Repeat the data that follows, word for word, without the images.

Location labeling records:
....
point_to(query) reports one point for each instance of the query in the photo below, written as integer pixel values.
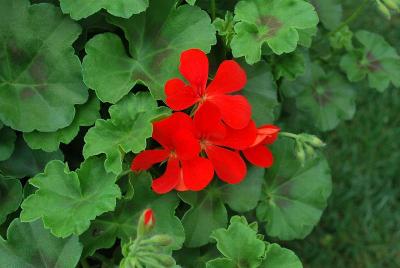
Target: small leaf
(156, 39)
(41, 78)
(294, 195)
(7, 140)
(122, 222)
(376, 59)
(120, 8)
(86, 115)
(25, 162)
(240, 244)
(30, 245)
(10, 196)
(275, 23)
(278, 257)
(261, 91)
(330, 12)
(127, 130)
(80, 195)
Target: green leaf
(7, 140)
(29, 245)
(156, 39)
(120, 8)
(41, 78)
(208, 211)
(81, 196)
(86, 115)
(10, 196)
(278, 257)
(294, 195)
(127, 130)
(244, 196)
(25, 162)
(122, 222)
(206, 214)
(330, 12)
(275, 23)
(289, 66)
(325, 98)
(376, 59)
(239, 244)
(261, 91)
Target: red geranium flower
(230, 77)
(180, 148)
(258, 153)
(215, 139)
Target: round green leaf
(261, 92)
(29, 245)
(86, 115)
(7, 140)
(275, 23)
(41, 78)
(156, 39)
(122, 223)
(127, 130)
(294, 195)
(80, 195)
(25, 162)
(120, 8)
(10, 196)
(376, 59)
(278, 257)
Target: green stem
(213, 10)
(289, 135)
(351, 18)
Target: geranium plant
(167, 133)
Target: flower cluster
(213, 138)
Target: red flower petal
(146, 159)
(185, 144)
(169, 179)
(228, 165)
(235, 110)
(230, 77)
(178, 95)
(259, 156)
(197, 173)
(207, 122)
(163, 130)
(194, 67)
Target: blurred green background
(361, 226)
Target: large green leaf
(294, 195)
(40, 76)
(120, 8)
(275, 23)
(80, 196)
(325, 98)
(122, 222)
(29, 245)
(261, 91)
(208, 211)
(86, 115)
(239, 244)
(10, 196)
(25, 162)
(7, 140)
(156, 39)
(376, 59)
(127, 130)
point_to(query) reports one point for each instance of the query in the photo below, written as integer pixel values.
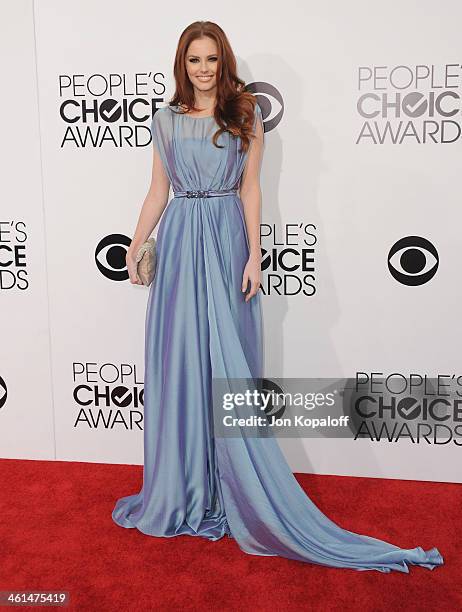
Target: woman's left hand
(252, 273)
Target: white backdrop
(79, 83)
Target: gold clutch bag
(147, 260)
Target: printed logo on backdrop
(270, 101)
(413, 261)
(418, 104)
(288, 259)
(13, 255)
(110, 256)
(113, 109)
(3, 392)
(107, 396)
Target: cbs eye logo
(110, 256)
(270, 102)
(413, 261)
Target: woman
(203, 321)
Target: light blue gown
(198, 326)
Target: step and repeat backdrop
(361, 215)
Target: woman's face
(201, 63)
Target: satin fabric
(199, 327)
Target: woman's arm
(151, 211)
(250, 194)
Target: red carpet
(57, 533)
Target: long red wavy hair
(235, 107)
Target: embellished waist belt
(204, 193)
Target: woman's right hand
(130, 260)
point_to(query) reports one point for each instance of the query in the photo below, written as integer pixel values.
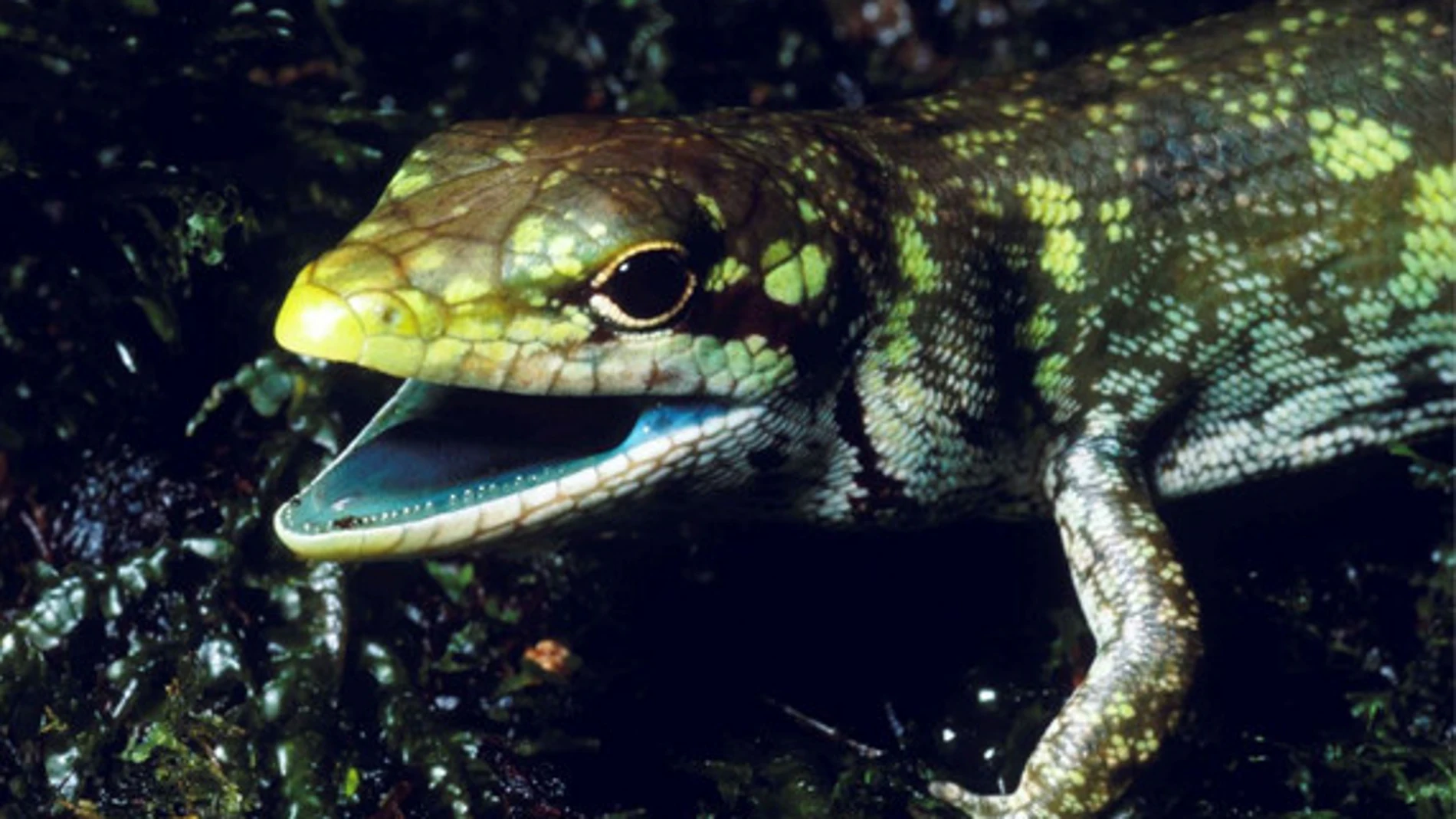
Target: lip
....
**Solution to this problem**
point_to(query) reports one point for each instance of the query in the photo below, written as integer pixel values.
Target: small leaf
(156, 39)
(41, 78)
(294, 195)
(7, 140)
(122, 222)
(376, 59)
(120, 8)
(86, 115)
(25, 162)
(240, 244)
(30, 245)
(10, 196)
(275, 23)
(278, 257)
(261, 91)
(330, 12)
(127, 130)
(80, 195)
Target: green leaf
(7, 140)
(29, 245)
(156, 39)
(120, 8)
(41, 78)
(208, 211)
(81, 196)
(86, 115)
(10, 196)
(278, 257)
(294, 195)
(127, 130)
(244, 196)
(25, 162)
(122, 222)
(206, 214)
(330, 12)
(275, 23)
(289, 66)
(325, 98)
(376, 59)
(239, 244)
(261, 91)
Target: red geranium flower
(230, 77)
(180, 148)
(258, 153)
(215, 139)
Target: round green leaf
(261, 92)
(29, 245)
(86, 115)
(7, 140)
(275, 23)
(41, 78)
(156, 39)
(122, 223)
(127, 130)
(294, 195)
(80, 195)
(25, 162)
(120, 8)
(10, 196)
(376, 59)
(278, 257)
Target: green stem
(213, 10)
(289, 135)
(351, 18)
Target: geranium plant
(167, 133)
Target: flower cluster
(213, 138)
Target: red flower petal
(146, 159)
(185, 144)
(169, 179)
(228, 165)
(235, 110)
(230, 77)
(178, 95)
(259, 156)
(197, 173)
(207, 122)
(163, 130)
(194, 67)
Target: blurred green background
(361, 226)
Target: large green leaf
(294, 195)
(40, 76)
(120, 8)
(275, 23)
(80, 196)
(325, 98)
(122, 222)
(29, 245)
(261, 91)
(208, 211)
(86, 115)
(239, 244)
(10, 196)
(25, 162)
(7, 140)
(156, 39)
(376, 59)
(127, 130)
point_to(query) reports one point for each instance of the query in the photo below, written as integer pixel values.
Target: woman's left hand
(252, 273)
Target: white backdrop
(79, 83)
Target: gold clutch bag
(147, 260)
Target: printed logo on backdrop
(270, 101)
(413, 261)
(418, 104)
(288, 259)
(13, 255)
(110, 256)
(113, 109)
(3, 392)
(107, 396)
Target: cbs eye logo
(110, 256)
(270, 102)
(413, 261)
Target: woman
(203, 321)
Target: light blue gown
(198, 326)
Target: step and repeat backdrop
(361, 215)
Target: woman's face
(201, 63)
Target: satin fabric
(199, 327)
Target: woman's arm
(151, 211)
(250, 194)
Target: red carpet
(57, 533)
Target: long red wavy hair
(235, 107)
Target: embellished waist belt
(204, 193)
Target: woman's right hand
(130, 260)
point_to(query) reports one point for each instance of the query in the photo below, written as integer pixel values.
Target: lip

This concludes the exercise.